WHAT THIS TASK INVOLVES:
Copy out every item below with "thickest part" swapped for "widest part" and nothing else altered, leaving out the pictures.

━━ INPUT ROWS

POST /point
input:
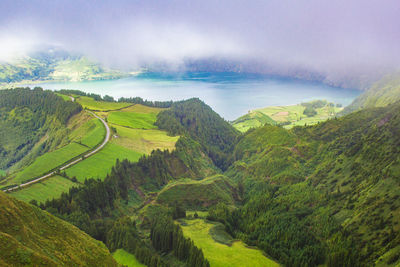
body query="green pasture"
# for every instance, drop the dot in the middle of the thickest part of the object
(133, 120)
(48, 161)
(47, 189)
(221, 255)
(100, 164)
(143, 140)
(126, 259)
(90, 134)
(90, 103)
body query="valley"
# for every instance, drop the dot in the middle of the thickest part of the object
(200, 133)
(255, 192)
(128, 142)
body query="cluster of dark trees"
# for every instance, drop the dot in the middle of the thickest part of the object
(38, 101)
(197, 120)
(92, 206)
(166, 237)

━━━━

CORRECT ANSWER:
POST /point
input:
body query="green pasture"
# for every instance, drop the dot in the middle of the widest part of the object
(133, 120)
(48, 161)
(47, 189)
(221, 255)
(100, 164)
(143, 140)
(126, 259)
(90, 134)
(90, 103)
body query="valley"
# for every instance, drop the dot in the middle of the widest part of the object
(200, 133)
(255, 192)
(128, 142)
body query="cluster of dark trees"
# for every instance, drop the dot in the middle of the widest part of the object
(38, 101)
(197, 120)
(92, 206)
(166, 237)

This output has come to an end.